Pointing and labeling entries
Begin
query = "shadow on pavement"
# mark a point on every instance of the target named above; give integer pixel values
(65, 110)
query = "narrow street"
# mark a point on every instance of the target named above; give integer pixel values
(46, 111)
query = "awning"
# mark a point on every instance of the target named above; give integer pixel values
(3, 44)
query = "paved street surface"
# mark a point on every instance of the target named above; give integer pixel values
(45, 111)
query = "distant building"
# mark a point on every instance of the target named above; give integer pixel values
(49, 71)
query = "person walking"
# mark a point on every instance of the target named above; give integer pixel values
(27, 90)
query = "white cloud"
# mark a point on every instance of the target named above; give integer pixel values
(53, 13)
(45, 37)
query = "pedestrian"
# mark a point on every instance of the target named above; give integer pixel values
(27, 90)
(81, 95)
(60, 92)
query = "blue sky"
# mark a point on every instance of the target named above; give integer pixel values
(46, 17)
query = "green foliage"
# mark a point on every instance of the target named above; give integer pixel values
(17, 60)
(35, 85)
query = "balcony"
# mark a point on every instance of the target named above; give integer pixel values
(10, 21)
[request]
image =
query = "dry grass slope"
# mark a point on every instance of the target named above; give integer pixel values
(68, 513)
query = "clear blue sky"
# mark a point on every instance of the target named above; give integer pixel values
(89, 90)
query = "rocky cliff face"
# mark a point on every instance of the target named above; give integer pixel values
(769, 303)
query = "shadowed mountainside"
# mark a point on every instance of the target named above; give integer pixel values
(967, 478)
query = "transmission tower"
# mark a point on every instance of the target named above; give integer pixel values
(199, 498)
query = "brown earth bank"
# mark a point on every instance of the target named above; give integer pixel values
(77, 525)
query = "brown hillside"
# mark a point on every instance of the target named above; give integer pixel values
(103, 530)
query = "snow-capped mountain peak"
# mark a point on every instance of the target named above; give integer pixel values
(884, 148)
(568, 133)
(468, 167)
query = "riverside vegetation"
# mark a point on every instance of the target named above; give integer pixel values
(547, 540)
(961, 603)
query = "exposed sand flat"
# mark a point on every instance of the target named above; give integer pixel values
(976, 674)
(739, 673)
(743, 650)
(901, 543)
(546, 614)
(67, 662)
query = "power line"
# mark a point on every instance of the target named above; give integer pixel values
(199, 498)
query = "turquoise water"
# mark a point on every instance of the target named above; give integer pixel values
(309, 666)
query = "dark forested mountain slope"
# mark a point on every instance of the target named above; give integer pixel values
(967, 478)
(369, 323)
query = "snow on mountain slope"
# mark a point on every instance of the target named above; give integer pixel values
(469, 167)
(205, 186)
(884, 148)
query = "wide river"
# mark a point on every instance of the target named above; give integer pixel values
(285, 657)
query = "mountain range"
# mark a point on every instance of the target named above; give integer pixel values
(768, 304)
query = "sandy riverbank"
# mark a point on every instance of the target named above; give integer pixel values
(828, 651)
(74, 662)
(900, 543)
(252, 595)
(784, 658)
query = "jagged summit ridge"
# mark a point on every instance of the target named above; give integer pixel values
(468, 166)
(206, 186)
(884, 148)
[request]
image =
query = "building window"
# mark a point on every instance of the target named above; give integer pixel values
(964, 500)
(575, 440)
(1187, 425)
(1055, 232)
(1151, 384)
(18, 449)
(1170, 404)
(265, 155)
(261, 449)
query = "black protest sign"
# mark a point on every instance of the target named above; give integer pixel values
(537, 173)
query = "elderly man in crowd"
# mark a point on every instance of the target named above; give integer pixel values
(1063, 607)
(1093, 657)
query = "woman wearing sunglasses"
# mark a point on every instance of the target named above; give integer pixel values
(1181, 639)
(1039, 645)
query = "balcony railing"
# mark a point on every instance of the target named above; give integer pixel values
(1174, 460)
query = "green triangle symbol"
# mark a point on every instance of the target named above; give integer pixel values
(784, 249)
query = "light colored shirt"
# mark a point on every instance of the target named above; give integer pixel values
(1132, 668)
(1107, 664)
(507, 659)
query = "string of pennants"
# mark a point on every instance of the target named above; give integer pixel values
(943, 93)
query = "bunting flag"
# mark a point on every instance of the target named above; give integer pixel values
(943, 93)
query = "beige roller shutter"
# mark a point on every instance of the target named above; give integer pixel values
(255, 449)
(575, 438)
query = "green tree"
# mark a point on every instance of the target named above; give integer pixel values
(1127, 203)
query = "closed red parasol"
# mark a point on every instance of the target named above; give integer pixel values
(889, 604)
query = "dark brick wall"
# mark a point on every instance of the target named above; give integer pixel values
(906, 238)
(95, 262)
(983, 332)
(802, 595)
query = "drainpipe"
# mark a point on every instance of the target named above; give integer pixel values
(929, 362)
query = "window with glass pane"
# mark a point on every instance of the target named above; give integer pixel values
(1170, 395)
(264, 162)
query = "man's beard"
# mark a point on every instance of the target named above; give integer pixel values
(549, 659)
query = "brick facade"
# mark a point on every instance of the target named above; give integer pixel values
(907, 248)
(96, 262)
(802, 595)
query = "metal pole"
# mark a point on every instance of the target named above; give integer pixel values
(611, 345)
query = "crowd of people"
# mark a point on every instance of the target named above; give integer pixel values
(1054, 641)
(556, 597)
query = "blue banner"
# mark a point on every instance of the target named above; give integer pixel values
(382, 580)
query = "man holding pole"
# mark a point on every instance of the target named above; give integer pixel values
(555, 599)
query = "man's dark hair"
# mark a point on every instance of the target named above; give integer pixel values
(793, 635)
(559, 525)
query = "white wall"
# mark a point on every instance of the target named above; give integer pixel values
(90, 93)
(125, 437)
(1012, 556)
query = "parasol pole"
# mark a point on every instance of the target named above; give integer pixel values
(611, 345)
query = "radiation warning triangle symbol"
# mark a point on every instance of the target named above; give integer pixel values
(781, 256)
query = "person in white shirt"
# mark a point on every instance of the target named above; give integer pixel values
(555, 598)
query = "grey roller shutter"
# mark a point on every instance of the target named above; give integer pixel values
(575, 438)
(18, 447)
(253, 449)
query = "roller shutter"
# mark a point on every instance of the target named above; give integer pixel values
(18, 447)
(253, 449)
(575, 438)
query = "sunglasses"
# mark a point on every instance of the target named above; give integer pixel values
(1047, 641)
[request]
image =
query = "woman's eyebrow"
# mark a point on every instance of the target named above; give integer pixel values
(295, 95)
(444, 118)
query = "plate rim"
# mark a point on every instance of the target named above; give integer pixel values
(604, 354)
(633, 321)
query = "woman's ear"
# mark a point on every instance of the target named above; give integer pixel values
End
Problem to solve
Restate the whole of the material exactly.

Response to this task
query = "shadow on pavement"
# mark a point on every instance of the target named above; give integer pixel values
(65, 110)
query = "narrow street"
# mark a point on every instance of the target named above; give integer pixel values
(46, 111)
query = "awning"
# mark a point on every instance of the target named above; give integer pixel values
(3, 44)
query = "paved street surface"
# mark a point on every instance of the target named above; give integer pixel values
(45, 111)
query = "distant building"
# mark a point on every instance of the target named above; give integer pixel values
(49, 71)
query = "person walking"
# mark a point on every instance of the target named above; give integer pixel values
(27, 90)
query = "white cloud"
# mark a point on every instance of the target named above; give integer pixel values
(53, 13)
(45, 37)
query = "pedestrian"
# mark a point on every instance of the target named above; give integer pixel values
(27, 90)
(81, 95)
(60, 92)
query = "blue sky"
# mark a point on every instance of the target named above; give integer pixel values
(46, 17)
query = "green foliage"
# mark a point on every instance of the target named above; give integer pixel values
(17, 60)
(35, 85)
query = "balcony"
# mark a point on every instance of the target named above; give integer pixel values
(10, 21)
[request]
image =
query = "dry grass slope"
# mark a point on every instance of the target named above; give integer pixel values
(68, 513)
query = "clear blue sky"
# mark a point on every instance of the target named above; give integer pixel values
(89, 90)
query = "rocky cliff face"
# mark a point on every instance of the target named above; give integer pixel values
(769, 303)
query = "shadowed mountainside"
# mark a point on every instance of the target named above; give integer pixel values
(967, 478)
query = "transmission tower"
# mark a point on every instance of the target named above; give integer pixel values
(199, 498)
query = "brown earth bank"
# mark a point on every instance of the target named above; give integer pixel values
(77, 525)
query = "brown hillside"
# mark a point on every instance of the target named above; give integer pixel values
(103, 530)
query = "snow-capped mountain peak"
# mark a point on every instance of the target named above; give integer pixel values
(884, 148)
(568, 133)
(468, 167)
query = "riverside vegetation"
# mark a point on every instance of the target named above; give integer pixel values
(547, 540)
(961, 603)
query = "exposed sand flat"
# mark a point on every instance of the target named above; give integer pixel values
(976, 674)
(739, 673)
(743, 650)
(901, 543)
(546, 614)
(67, 662)
query = "power line"
# mark a point on every instance of the target named above; give integer pixel values
(199, 498)
query = "turquoise water"
# mark a point on every instance of the target named above; give integer pixel values
(309, 666)
query = "dark forested mountain slope"
# mark a point on every instance of the target named above; give integer pixel values
(967, 478)
(369, 323)
query = "snow on mountain slope"
# mark a point on every instance of the target named above; give integer pixel values
(469, 167)
(205, 186)
(884, 148)
query = "wide river"
# mark a point on every instance of the target named above; give integer pixel values
(285, 657)
query = "mountain range"
# mark a point on every instance of the target named above; give integer pixel values
(768, 304)
query = "sandy riverbank"
# mark a point on every instance of the target named above; give integer pixel values
(828, 651)
(74, 662)
(900, 543)
(252, 595)
(784, 658)
query = "jagged summit ridge"
# mark a point on every instance of the target named above; give integer pixel values
(468, 166)
(206, 186)
(884, 148)
[request]
image =
query = "building window"
# mark a point on every instance of the target named above; give integer pixel values
(964, 500)
(575, 440)
(1187, 425)
(1055, 232)
(1151, 384)
(18, 449)
(1170, 404)
(265, 155)
(261, 449)
query = "black protest sign"
# mark a point on every instance of the target named above; give integer pixel values
(537, 173)
query = "elderly man in crowd"
# mark a point on every instance of the target named above; give integer pixel values
(1063, 607)
(1093, 657)
query = "woman wearing sunglasses"
# mark a point on every instance of the target named above; give integer pixel values
(1181, 639)
(1039, 645)
query = "balcony railing"
# mark a point on every instance of the target named above; give integer pixel values
(1174, 460)
query = "green triangle symbol"
# mark a point on every instance of the target named above; give integer pixel values
(784, 249)
query = "light colored shirt"
# mark a point on every instance of the target named above; give integer pixel values
(1132, 668)
(1107, 664)
(507, 659)
query = "string of pennants"
# mark a point on every instance of the target named above; give integer pixel values
(943, 93)
query = "bunting flag"
# mark a point on every instance of the target named above; give integer pixel values
(943, 93)
query = "beige roller shutter"
# mark a point on every instance of the target named above; give integer pixel values
(255, 449)
(575, 438)
query = "green tree"
# mark a point on every instance of the target named above; give integer pixel values
(1127, 203)
query = "closed red parasol"
# mark a point on every instance of the target named above; give integer pixel values
(889, 604)
query = "dark brick wall"
# mark a point on every instance of the target named above; give integer pixel values
(906, 238)
(95, 262)
(983, 332)
(802, 595)
query = "drainpipe"
# mark a point on every instance of the target named above; give integer pixel values
(929, 362)
query = "window with glass pane"
# mark a point on every instance of the target named above; give integer pixel values
(1170, 395)
(264, 162)
query = "man's beard"
# mark a point on every instance of the target named above; give integer pixel values
(549, 659)
query = "brick facade"
# mark a point on every instance of the target named above; give integer pixel values
(907, 248)
(96, 262)
(802, 595)
query = "metal pole"
# mark a point on every instance of the target named above; give integer pixel values
(611, 345)
query = "crowd of people"
# mark a point on every instance of the target named above; give integer pixel values
(1054, 641)
(556, 597)
query = "blue banner"
# mark a point on every instance of the target named above; give integer pixel values
(382, 580)
query = "man holding pole"
# mark a point on every instance of the target named above; give integer pixel values
(555, 599)
query = "man's dark hair"
# mark a point on every instance of the target named above; give integer pixel values
(793, 635)
(559, 525)
query = "white wall"
# mark a point on every instance of the target named above; give integer pixel values
(90, 93)
(125, 437)
(1012, 556)
query = "parasol pole"
# mark a point on every instance of the target named above; give integer pixel values
(611, 345)
query = "radiation warning triangle symbol"
# mark a point on every instance of the target named above; give integer pixel values
(781, 256)
query = "person in white shirt"
# mark a point on every instance of the target named above; give integer pixel values
(555, 598)
query = "grey roller shutter"
# mark a point on every instance of the target named above; give integer pixel values
(575, 438)
(18, 447)
(253, 449)
query = "roller shutter"
# mark a point on every instance of the target named above; give integer pixel values
(18, 447)
(253, 449)
(575, 438)
query = "sunglasses"
# mark a point on every instance of the target named above; give integer pixel values
(1047, 641)
[request]
image =
query = "woman's eyebrow"
# mark a point on every instance of the target named above; give integer pixel values
(295, 95)
(444, 118)
query = "plate rim"
# mark a point on every instance of the target named above; give integer pixel values
(604, 354)
(633, 321)
query = "woman's ear"
# mark a point on every instance of the target named above; give integer pixel values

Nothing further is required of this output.